_Extrait source_.
Ces magistrates ont rendu compte des plaidoiries dans le délibéré de la Cour, composée de :
Mme Isabelle DOUILLET, présidente de chambre,
Mme Françoise BARUTEL, conseillère,
Mme Déborah BOHÉE, conseillère.
Greffier, lors des débats : Mme Karine ABELKALON
ARRÊT :
Contradictoire
par mise à disposition de l’arrêt au greffe de la Cour, les parties en ayant été préalablement avisées dans les conditions prévues au deuxième alinéa de l’article 450 du code de procédure civile.
signé par Isabelle DOUILLET, Présidente de chambre et par Carole TREJAUT, Greffière, à laquelle la minute de la décision a été remise par le magistrat signataire.
***
EXPOSE DU LITIGE
La société Reflectiv, créée le 18 octobre 1981, est une entreprise spécialisée dans la conception et la fabrication de films adhésifs de haute technologie s’appliquant sur le verre à des fins décoratives ou techniques pour en modifier certaines caractéristiques (films anti-chaleur, anti-UV, sécurité) revendiquant être le distributeur leader de films polyester en Europe en grandes surfaces, réalisant en France un chiffre d’affaires annuel moyen de l’ordre de 6 millions d’euros.

_Données fournies_.
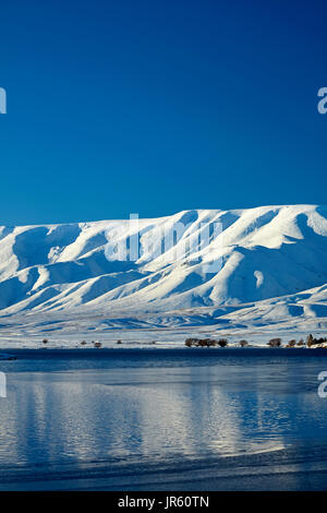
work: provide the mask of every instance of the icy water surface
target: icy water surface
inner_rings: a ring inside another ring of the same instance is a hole
[[[15,354],[0,490],[327,489],[326,350]]]

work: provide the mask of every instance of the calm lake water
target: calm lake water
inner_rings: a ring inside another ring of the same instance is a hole
[[[327,489],[326,350],[14,354],[0,490]]]

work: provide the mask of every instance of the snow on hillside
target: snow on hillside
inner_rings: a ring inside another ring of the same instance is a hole
[[[162,234],[181,225],[167,244]],[[140,219],[140,240],[135,226],[0,227],[0,337],[55,327],[325,330],[327,207],[184,211]]]

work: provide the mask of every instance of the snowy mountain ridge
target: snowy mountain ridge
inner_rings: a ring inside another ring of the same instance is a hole
[[[181,224],[185,229],[167,248],[162,234]],[[209,225],[219,230],[201,247]],[[244,323],[326,319],[326,206],[192,210],[138,219],[136,259],[130,259],[133,226],[0,227],[0,315],[162,320],[170,312],[172,324],[173,318],[183,324],[195,309],[209,322],[221,315]],[[126,248],[125,259],[114,256],[118,243]],[[182,244],[184,258],[177,260]],[[213,262],[219,267],[205,272]]]

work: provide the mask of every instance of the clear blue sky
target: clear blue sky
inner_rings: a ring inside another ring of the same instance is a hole
[[[324,203],[327,4],[8,0],[0,224]]]

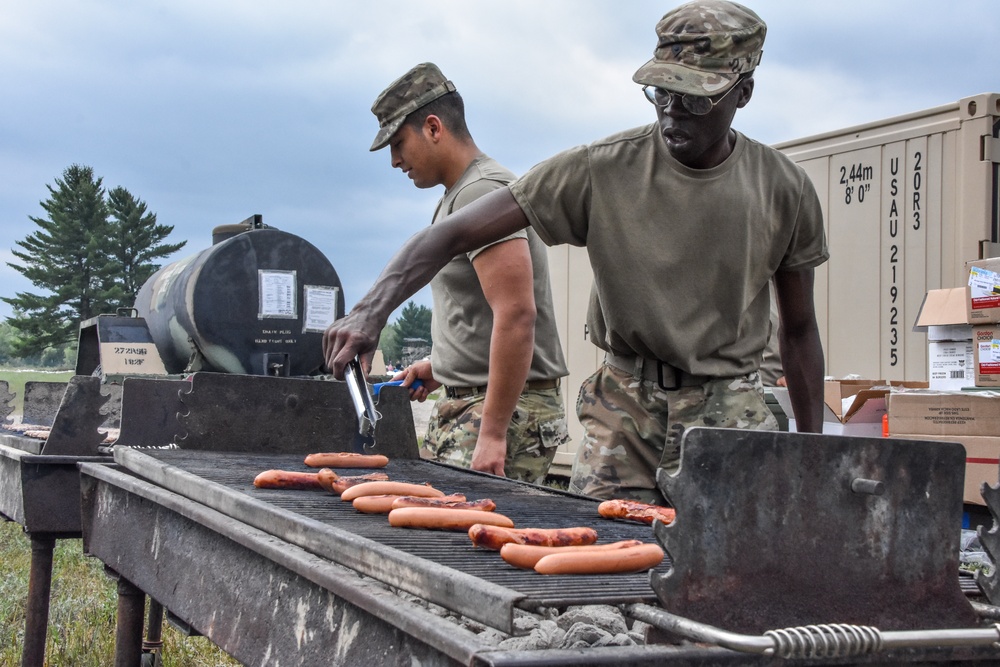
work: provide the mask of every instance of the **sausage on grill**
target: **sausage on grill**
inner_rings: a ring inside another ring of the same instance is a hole
[[[427,498],[440,498],[443,491],[438,491],[430,484],[411,484],[409,482],[363,482],[348,489],[344,489],[340,494],[341,500],[354,500],[361,496],[425,496]]]
[[[389,476],[384,472],[370,472],[367,475],[342,476],[333,472],[329,468],[323,468],[316,473],[316,479],[320,485],[330,493],[339,496],[346,489],[364,482],[384,482]]]
[[[450,507],[400,507],[389,512],[389,525],[397,528],[467,531],[476,524],[514,527],[509,517],[497,512]]]
[[[542,547],[568,547],[593,544],[597,541],[597,531],[580,526],[576,528],[502,528],[497,526],[473,526],[469,529],[473,546],[499,551],[510,542],[534,544]]]
[[[389,458],[382,454],[317,452],[306,456],[305,463],[310,468],[384,468]]]
[[[622,574],[642,572],[663,561],[657,544],[642,544],[607,551],[580,551],[549,554],[535,563],[539,574]]]
[[[605,519],[628,519],[652,524],[654,519],[663,523],[672,523],[677,512],[672,507],[661,507],[640,503],[637,500],[605,500],[597,506],[597,513]]]
[[[548,556],[549,554],[583,551],[601,552],[608,551],[610,549],[637,547],[640,544],[642,544],[641,540],[621,540],[620,542],[611,542],[610,544],[588,544],[580,547],[540,547],[533,544],[517,544],[515,542],[508,542],[500,547],[500,557],[514,567],[519,567],[524,570],[533,570],[535,569],[535,564],[538,563],[542,557]]]
[[[446,499],[451,499],[446,500]],[[442,496],[441,498],[421,498],[418,496],[399,496],[394,494],[383,494],[378,496],[360,496],[355,498],[352,502],[354,509],[359,512],[364,512],[365,514],[388,514],[391,510],[396,508],[396,504],[400,501],[413,502],[420,500],[442,500],[445,502],[460,502],[465,500],[465,496],[461,494],[452,496]],[[403,505],[404,507],[426,507],[426,505]]]
[[[489,498],[480,500],[466,500],[462,494],[444,496],[441,498],[418,498],[416,496],[400,496],[392,504],[392,509],[400,507],[449,507],[456,510],[482,510],[492,512],[497,508],[497,504]]]
[[[265,470],[254,477],[253,485],[258,489],[319,490],[319,473],[295,472],[292,470]]]

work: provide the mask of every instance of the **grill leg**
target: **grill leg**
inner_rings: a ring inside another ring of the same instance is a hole
[[[142,622],[146,594],[118,577],[118,625],[115,629],[115,667],[138,667],[142,661]]]
[[[46,535],[31,536],[31,569],[28,575],[28,604],[21,667],[42,667],[45,664],[49,592],[52,588],[52,552],[55,545],[55,538]]]
[[[146,615],[146,639],[142,642],[143,667],[159,667],[163,651],[163,605],[149,598]]]

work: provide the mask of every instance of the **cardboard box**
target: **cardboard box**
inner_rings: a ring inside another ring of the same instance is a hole
[[[823,433],[882,437],[882,415],[886,414],[886,395],[890,386],[927,387],[926,382],[884,380],[828,380],[824,383]],[[794,432],[795,416],[788,389],[772,387],[778,405],[788,415],[788,430]]]
[[[930,290],[920,305],[914,331],[927,332],[927,379],[931,389],[957,391],[976,385],[972,325],[966,289]]]
[[[897,391],[889,395],[889,434],[1000,437],[1000,392]]]
[[[965,489],[962,500],[973,505],[985,505],[983,484],[996,486],[1000,481],[1000,437],[984,435],[935,436],[892,434],[890,437],[909,440],[939,440],[957,442],[965,447]]]
[[[965,263],[968,321],[971,324],[1000,322],[1000,257]]]
[[[926,331],[929,341],[972,340],[967,300],[965,287],[928,290],[913,330]]]
[[[972,345],[976,386],[1000,389],[1000,325],[973,327]]]
[[[971,335],[972,327],[969,327]],[[997,376],[1000,379],[1000,376]],[[927,379],[930,389],[961,391],[976,386],[975,346],[971,340],[927,343]]]

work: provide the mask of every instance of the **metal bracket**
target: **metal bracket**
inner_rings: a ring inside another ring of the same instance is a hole
[[[52,430],[42,447],[42,454],[97,456],[105,434],[97,429],[107,419],[101,408],[111,400],[101,393],[101,379],[75,375],[66,384]]]
[[[957,443],[692,428],[657,482],[669,612],[732,632],[814,623],[971,627],[958,584]]]
[[[168,447],[180,431],[182,379],[125,378],[122,383],[121,432],[116,446]]]
[[[992,134],[984,134],[982,137],[982,157],[983,162],[1000,163],[1000,138]]]
[[[344,382],[195,373],[180,391],[182,449],[249,453],[350,451],[358,433]],[[398,388],[395,388],[398,389]],[[409,392],[386,391],[377,453],[419,458]]]
[[[65,382],[25,382],[21,423],[52,426],[66,386]]]

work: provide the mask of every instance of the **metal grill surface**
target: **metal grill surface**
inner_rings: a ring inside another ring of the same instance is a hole
[[[146,450],[144,454],[163,464],[231,491],[265,502],[304,518],[313,519],[437,563],[446,568],[482,578],[511,589],[524,598],[525,609],[579,604],[655,603],[649,573],[617,575],[540,575],[505,563],[495,551],[475,548],[464,532],[393,528],[386,515],[362,514],[350,503],[324,491],[257,489],[254,477],[264,470],[315,472],[303,464],[301,455],[255,455],[186,450]],[[569,528],[590,526],[598,543],[639,539],[655,543],[652,529],[644,524],[608,520],[597,513],[598,502],[536,485],[483,475],[429,461],[393,460],[383,470],[394,481],[430,483],[445,493],[462,493],[470,500],[490,498],[496,511],[510,517],[518,528]],[[141,470],[133,470],[142,474]],[[342,475],[375,472],[369,469],[337,470]],[[171,489],[183,494],[182,490]],[[215,508],[222,509],[222,508]],[[277,537],[282,537],[277,535]],[[373,554],[373,558],[377,554]],[[666,572],[669,560],[657,570]],[[442,570],[442,578],[446,572]]]

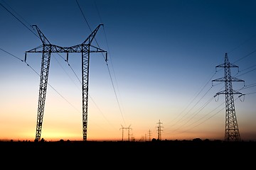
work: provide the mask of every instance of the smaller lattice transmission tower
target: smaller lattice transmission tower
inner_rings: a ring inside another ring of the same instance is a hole
[[[245,81],[243,80],[231,76],[231,67],[238,67],[235,64],[230,63],[228,54],[225,55],[224,64],[216,66],[215,67],[223,67],[225,76],[212,81],[224,81],[225,90],[217,93],[214,96],[219,94],[225,95],[225,141],[240,141],[241,137],[238,130],[238,124],[235,115],[234,94],[239,94],[239,97],[244,95],[240,92],[233,89],[233,81]]]

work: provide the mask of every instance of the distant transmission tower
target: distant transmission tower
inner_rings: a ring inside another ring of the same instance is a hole
[[[161,126],[161,124],[163,124],[163,123],[161,123],[160,120],[159,120],[159,121],[157,123],[157,124],[158,124],[158,126],[156,127],[157,128],[157,134],[158,134],[157,140],[161,140],[161,131],[163,131],[163,130],[161,129],[161,128],[164,128],[164,127]]]
[[[48,84],[48,79],[49,75],[50,61],[51,53],[63,53],[67,54],[67,62],[68,60],[68,53],[79,52],[82,53],[82,134],[83,140],[87,140],[87,108],[88,108],[88,82],[89,82],[89,61],[90,52],[107,52],[96,47],[91,45],[95,38],[100,27],[103,24],[100,24],[95,30],[85,39],[85,40],[80,45],[72,47],[60,47],[51,44],[43,33],[39,30],[36,25],[33,26],[36,28],[43,45],[33,48],[25,53],[25,62],[26,60],[27,52],[41,52],[41,71],[40,78],[38,108],[36,124],[36,134],[35,142],[39,141],[43,125],[43,117],[46,96],[46,89]]]
[[[215,67],[223,67],[225,76],[219,78],[212,81],[224,81],[225,90],[217,93],[214,97],[219,94],[225,95],[225,141],[240,141],[241,137],[239,133],[238,124],[235,115],[234,94],[240,94],[239,97],[244,95],[241,93],[233,89],[232,81],[245,81],[238,79],[235,77],[231,76],[230,67],[238,67],[235,64],[229,62],[228,54],[225,55],[224,64],[216,66]]]

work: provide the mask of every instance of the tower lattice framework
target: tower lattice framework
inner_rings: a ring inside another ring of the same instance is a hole
[[[225,76],[213,81],[224,81],[225,90],[217,93],[215,97],[219,94],[225,96],[225,141],[240,141],[241,137],[238,130],[238,120],[235,110],[234,94],[242,94],[240,92],[233,89],[233,81],[244,81],[243,80],[231,76],[231,67],[238,67],[238,66],[230,63],[228,54],[225,55],[224,64],[216,66],[215,67],[223,67]]]
[[[43,33],[40,30],[38,26],[36,25],[33,25],[33,27],[36,28],[42,42],[41,45],[31,50],[26,51],[25,53],[25,62],[26,60],[26,54],[28,52],[42,53],[36,133],[35,141],[39,141],[41,140],[43,126],[43,118],[46,97],[46,89],[50,69],[50,55],[51,53],[63,52],[67,54],[67,62],[68,60],[68,53],[79,52],[82,54],[82,135],[83,141],[87,141],[90,54],[90,52],[105,52],[105,61],[107,62],[107,51],[91,45],[97,30],[102,26],[103,26],[103,24],[100,24],[81,44],[76,45],[72,47],[60,47],[51,44],[46,38],[46,37],[43,34]]]

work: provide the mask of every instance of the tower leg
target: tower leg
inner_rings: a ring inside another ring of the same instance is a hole
[[[88,50],[89,51],[89,50]],[[87,141],[88,82],[89,82],[89,52],[82,52],[82,135]]]

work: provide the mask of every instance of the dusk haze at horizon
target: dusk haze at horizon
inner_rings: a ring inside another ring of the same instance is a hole
[[[90,54],[88,141],[223,140],[229,62],[242,140],[256,141],[256,1],[0,0],[0,141],[34,141],[42,53],[36,26]],[[80,53],[51,53],[41,139],[82,140]],[[161,127],[160,132],[159,131]],[[128,136],[129,135],[129,136]]]

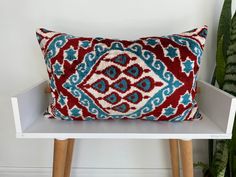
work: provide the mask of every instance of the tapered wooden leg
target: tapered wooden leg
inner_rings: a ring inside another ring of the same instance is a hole
[[[67,145],[66,166],[65,166],[64,177],[70,177],[74,143],[75,143],[75,139],[69,139],[68,145]]]
[[[170,144],[172,177],[180,177],[180,174],[179,174],[179,145],[178,145],[178,140],[170,139],[169,144]]]
[[[54,140],[52,177],[64,177],[68,141]]]
[[[180,140],[180,152],[183,167],[183,177],[193,177],[192,140]]]

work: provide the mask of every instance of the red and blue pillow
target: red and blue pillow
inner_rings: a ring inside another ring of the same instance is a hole
[[[134,41],[37,31],[52,103],[64,120],[192,120],[206,26]]]

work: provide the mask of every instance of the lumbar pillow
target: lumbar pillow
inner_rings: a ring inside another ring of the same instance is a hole
[[[53,101],[64,120],[183,121],[197,113],[196,78],[207,27],[134,41],[37,30]]]

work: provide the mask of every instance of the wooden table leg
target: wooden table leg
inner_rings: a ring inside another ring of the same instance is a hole
[[[170,157],[172,166],[172,177],[180,177],[179,173],[179,145],[177,139],[170,139]]]
[[[66,166],[65,166],[64,177],[70,177],[74,143],[75,143],[75,139],[69,139],[68,145],[67,145]]]
[[[192,140],[180,140],[183,177],[193,177]]]
[[[68,141],[54,140],[52,177],[64,177]]]

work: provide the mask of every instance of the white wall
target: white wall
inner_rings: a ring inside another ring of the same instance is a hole
[[[46,27],[77,36],[134,39],[182,32],[207,24],[209,35],[200,78],[209,81],[214,68],[215,36],[222,2],[1,0],[0,176],[4,170],[10,174],[16,168],[51,167],[52,141],[16,139],[10,105],[11,95],[47,78],[35,38],[36,28]],[[207,162],[206,140],[194,141],[194,161]],[[168,143],[158,140],[82,140],[76,144],[73,166],[165,170],[170,168]],[[164,176],[167,174],[163,173]]]

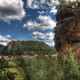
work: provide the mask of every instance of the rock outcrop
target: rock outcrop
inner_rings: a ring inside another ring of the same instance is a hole
[[[71,47],[80,55],[80,3],[72,8],[69,5],[59,8],[56,15],[55,48],[59,52],[66,52]]]

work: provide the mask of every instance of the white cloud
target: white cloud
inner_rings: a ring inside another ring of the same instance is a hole
[[[55,7],[52,7],[50,10],[50,13],[56,14],[57,13],[57,9]]]
[[[54,42],[54,41],[51,41],[51,42],[46,42],[46,44],[48,44],[49,46],[52,46],[52,47],[54,47],[54,45],[55,45],[55,42]]]
[[[54,34],[52,32],[42,33],[39,31],[32,32],[32,36],[38,40],[53,40]]]
[[[44,13],[45,13],[45,11],[38,11],[38,13],[39,13],[39,14],[44,14]]]
[[[38,28],[40,24],[35,21],[28,21],[26,24],[23,25],[24,28],[28,28],[29,30]]]
[[[54,22],[50,16],[39,15],[37,19],[40,21],[39,23],[36,21],[28,21],[23,25],[23,27],[29,30],[34,29],[45,31],[48,29],[53,29],[56,26],[56,22]]]
[[[0,19],[21,20],[25,16],[22,0],[0,0]]]
[[[27,0],[27,7],[31,9],[44,8],[45,2],[46,0]]]
[[[6,46],[10,41],[12,41],[10,35],[6,35],[6,36],[2,36],[2,35],[0,35],[0,44]]]

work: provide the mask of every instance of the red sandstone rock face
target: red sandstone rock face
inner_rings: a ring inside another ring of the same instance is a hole
[[[76,17],[72,11],[63,10],[57,13],[55,28],[55,48],[59,52],[66,52],[69,47],[80,56],[80,16]]]

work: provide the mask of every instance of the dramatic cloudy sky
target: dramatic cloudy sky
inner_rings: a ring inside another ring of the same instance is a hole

_Consigne_.
Répondez brièvement aux questions suivantes d'après l'extrait de l'arrêt.
1. Qui préside la chambre au sein de la Cour ?
2. Qui assure le greffe lors des débats ?
3. À quelle date la société Reflectiv a-t-elle été créée ?

_Réponse_.
1. Mme Isabelle DOUILLET.
2. Mme Karine ABELKALON.
3. Le 18 octobre 1981.